Passage:
CLEVELAND A sports agency says Charlotte Bobcats unrestricted free agent Earl Boykins has signed a one-year deal worth more than $3.5million to play with Virtus Bologna of the Italian league.
Andy Bountogianis of the Cleveland-based Mark Termini Associates Inc. sports agency confirmed the Tuesday signing.
The agency says the point guard, 32, will be the highest paid player in Italy for 2008-09. He also will participate in the sponsorship and marketing of the team.
The 5-foot-5 Boykins, who played at Eastern Michigan, has been in the NBA 10 years, and averages 9.4 points per game.
Elsewhere
DETROIT:Kwame Brown hopes to be the latest player to resurrect his career with the Pistons. Washington drafted the 6-foot-11 center No.1 overall out of high school in 2001, but he's played for three teams in seven seasons, averaging 7.5 points and 5.7 rebounds.
“I have a chance to write a new legacy for myself,” he said.
Brown said that, despite the rough treatment he's gotten from fans and the media, the most important judge of his talent is the man who decided to sign him as a free agent – Pistons president of basketball operations Joe Dumars.

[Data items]
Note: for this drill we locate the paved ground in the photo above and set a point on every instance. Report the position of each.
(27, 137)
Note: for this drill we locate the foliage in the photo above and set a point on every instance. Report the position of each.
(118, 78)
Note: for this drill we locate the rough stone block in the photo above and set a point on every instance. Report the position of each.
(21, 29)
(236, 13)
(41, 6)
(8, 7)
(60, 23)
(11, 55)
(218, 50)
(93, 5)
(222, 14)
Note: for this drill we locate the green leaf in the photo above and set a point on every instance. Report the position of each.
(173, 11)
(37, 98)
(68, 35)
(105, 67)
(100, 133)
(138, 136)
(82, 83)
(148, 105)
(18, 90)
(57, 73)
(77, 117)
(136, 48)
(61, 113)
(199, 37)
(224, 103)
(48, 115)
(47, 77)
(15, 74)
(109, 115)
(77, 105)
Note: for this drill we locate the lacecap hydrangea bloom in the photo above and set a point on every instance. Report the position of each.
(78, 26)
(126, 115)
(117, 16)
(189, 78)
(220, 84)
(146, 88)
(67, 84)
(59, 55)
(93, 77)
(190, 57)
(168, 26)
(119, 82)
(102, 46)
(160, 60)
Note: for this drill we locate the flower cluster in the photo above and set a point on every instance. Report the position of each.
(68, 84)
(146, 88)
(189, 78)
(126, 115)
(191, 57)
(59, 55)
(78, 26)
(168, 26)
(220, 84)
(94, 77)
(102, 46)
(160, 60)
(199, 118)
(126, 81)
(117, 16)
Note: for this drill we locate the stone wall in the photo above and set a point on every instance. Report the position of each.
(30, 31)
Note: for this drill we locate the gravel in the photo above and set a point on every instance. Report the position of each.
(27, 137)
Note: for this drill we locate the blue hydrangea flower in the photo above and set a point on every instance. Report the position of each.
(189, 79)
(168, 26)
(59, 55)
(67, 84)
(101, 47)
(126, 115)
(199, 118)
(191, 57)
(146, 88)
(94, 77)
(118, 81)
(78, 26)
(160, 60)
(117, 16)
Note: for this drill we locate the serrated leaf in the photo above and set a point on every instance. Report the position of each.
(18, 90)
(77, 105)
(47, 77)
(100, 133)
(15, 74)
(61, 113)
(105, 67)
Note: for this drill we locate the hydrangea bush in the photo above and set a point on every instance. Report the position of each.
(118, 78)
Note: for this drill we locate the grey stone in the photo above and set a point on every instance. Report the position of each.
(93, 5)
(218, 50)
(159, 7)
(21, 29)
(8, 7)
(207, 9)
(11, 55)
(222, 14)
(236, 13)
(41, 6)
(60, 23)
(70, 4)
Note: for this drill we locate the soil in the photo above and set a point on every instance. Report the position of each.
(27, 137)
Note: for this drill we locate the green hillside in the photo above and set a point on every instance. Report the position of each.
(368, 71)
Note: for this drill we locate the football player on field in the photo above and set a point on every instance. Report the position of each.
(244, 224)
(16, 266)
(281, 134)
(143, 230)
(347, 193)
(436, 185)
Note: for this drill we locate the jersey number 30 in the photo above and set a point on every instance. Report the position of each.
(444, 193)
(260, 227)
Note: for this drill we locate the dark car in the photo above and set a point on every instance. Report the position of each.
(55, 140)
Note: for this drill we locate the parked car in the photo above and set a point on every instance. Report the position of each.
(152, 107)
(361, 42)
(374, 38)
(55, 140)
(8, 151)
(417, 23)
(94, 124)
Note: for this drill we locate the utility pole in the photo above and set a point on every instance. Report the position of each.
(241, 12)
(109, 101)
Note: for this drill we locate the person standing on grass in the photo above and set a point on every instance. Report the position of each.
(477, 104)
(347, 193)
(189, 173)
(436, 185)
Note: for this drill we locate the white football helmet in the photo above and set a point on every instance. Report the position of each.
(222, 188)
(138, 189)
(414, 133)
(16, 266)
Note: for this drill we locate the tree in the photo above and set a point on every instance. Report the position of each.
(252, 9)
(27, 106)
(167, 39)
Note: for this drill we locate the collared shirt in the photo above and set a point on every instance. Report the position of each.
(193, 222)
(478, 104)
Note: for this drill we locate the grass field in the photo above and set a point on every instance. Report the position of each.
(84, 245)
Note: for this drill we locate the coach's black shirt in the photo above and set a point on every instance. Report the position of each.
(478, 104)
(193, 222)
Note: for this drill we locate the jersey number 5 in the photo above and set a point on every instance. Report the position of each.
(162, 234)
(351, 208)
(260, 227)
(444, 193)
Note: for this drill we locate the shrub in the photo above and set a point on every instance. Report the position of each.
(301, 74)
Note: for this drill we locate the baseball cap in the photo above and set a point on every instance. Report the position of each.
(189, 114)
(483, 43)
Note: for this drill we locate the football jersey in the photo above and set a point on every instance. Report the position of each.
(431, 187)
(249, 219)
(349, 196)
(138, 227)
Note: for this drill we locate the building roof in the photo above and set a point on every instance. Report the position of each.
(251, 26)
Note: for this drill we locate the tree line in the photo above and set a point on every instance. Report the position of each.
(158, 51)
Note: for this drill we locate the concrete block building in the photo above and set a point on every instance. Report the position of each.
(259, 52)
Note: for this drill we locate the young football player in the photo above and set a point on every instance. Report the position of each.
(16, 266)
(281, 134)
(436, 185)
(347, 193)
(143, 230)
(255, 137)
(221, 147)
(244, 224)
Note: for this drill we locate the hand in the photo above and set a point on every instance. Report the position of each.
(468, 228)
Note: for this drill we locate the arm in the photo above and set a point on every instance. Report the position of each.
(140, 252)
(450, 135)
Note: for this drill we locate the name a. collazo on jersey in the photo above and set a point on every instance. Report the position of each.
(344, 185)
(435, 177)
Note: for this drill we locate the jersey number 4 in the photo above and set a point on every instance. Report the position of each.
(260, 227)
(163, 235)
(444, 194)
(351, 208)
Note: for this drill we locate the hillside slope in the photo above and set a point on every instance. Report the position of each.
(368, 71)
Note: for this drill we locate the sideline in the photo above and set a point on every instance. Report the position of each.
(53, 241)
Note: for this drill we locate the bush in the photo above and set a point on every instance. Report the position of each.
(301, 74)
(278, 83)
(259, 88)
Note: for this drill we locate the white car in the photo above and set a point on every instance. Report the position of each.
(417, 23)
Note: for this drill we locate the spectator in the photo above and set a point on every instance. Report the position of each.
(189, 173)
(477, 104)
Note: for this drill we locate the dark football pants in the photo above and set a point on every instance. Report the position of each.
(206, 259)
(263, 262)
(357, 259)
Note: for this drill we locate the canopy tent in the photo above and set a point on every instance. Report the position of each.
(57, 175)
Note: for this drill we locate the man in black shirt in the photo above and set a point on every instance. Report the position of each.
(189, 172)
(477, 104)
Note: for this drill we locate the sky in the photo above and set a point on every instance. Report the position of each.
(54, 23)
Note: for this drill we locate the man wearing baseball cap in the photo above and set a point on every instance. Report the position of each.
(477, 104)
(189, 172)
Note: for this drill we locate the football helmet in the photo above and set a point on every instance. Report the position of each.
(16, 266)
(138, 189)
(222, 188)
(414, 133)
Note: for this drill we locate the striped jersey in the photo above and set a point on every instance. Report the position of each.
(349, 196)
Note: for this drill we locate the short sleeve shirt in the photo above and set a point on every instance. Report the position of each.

What is being asked: In the basketball news passage, which Italian team did Earl Boykins sign with?

Task output: Virtus Bologna